── GIVEN RECORDS ──

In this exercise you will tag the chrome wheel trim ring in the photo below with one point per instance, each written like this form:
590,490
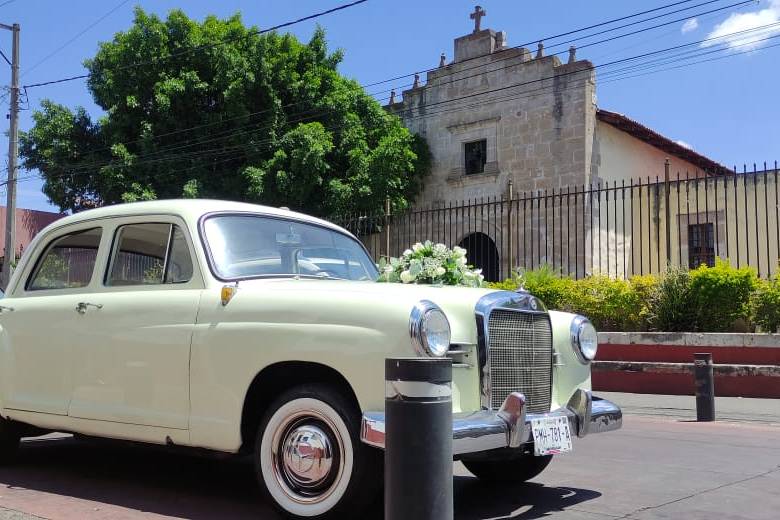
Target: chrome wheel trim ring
307,469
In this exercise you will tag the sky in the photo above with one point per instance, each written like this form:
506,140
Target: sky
727,109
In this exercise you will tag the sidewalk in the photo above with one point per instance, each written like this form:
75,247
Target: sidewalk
733,409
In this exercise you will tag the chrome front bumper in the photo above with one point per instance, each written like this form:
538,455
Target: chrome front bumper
510,427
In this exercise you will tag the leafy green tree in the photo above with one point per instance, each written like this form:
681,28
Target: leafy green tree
218,110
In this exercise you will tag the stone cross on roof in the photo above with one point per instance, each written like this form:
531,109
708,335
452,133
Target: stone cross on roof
477,17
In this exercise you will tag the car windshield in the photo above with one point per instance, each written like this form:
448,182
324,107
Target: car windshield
254,246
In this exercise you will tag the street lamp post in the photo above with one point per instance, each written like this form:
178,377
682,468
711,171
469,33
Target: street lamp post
13,151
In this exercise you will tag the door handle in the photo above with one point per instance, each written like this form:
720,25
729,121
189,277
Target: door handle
81,307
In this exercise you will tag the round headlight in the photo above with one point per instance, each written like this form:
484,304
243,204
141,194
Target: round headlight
429,329
584,339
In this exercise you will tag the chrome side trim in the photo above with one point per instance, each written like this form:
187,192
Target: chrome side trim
510,427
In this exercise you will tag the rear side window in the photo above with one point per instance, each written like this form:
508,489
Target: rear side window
68,262
149,254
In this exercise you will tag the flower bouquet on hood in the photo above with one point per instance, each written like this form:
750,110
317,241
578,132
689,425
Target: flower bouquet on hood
429,263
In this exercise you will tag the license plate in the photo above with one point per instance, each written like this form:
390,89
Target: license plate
552,435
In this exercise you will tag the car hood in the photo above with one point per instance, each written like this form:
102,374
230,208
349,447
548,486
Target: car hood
353,302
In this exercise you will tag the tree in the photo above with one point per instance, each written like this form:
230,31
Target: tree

───

[WHAT THIS TASK INVOLVES] Copy out the lines above unchanged. Skip the images.

[SOLUTION FOR THIS PROBLEM]
In this exercise you will tag the chrome wheel trim ring in the photo below with one point per instance, each written like this form:
590,490
Target: chrome wheel trim ring
307,469
In this exercise you will tag the sky in the photo above with one point per instance, each written like this form:
506,140
Target: sky
727,109
In this exercise you will tag the sidewalk in the photo above with one point per instance, each written like this form:
75,247
Target: sidewalk
733,409
In this exercise you will tag the chrome front bumper in the photo above with one point per instance, each written like this form:
538,455
Target: chrome front bumper
510,427
In this exercise you will tag the leafy green tree in the photo above with one point per instance, each written like this form:
681,28
Target: leafy green tree
218,110
In this exercise you will tag the stone cross on roof in the photo above with one point per instance, each written like this form:
531,109
708,335
452,133
Target: stone cross on roof
477,17
In this exercise you will tag the car windshield in the photo above with one point per instance, each written like this form:
448,182
324,107
Target: car windshield
254,246
In this exercise you will tag the street lamp post in the photo above with one point per instance, each written like this form:
178,377
682,468
711,171
469,33
Target: street lamp post
13,151
In this exercise you will tag the door handle in the photo above with one point per instance, each written like this form:
720,25
729,121
189,277
Target: door handle
81,307
In this exercise you will tag the round headlight in the photo above with one point per instance, each written like this form:
484,304
243,204
141,194
Target: round headlight
429,329
584,339
In this exercise you will tag the chrome side trim in the photo above with one point per instance, each written like this form:
187,192
Target: chrome side trim
510,427
In this exercise you will tag the rear side window in the photo above with one point per instance, each written like this form:
508,489
Target: rear side window
68,262
149,254
In this exercise you will tag the flower bouquet on hood in the photo above with one point per instance, each written like this form:
750,110
317,241
578,132
689,425
Target: flower bouquet on hood
429,263
In this exercise you will tag the license plate in the photo above with one point per instance, each written like this form:
390,89
Target: license plate
552,435
In this exercise you will tag the car hood in the photo above with one point per instance, each written like this form:
102,374
230,208
349,447
548,486
Target: car hood
353,302
In this exercise you will tag the tree in the photo above with one point per instance, each written like this form:
230,31
Target: tree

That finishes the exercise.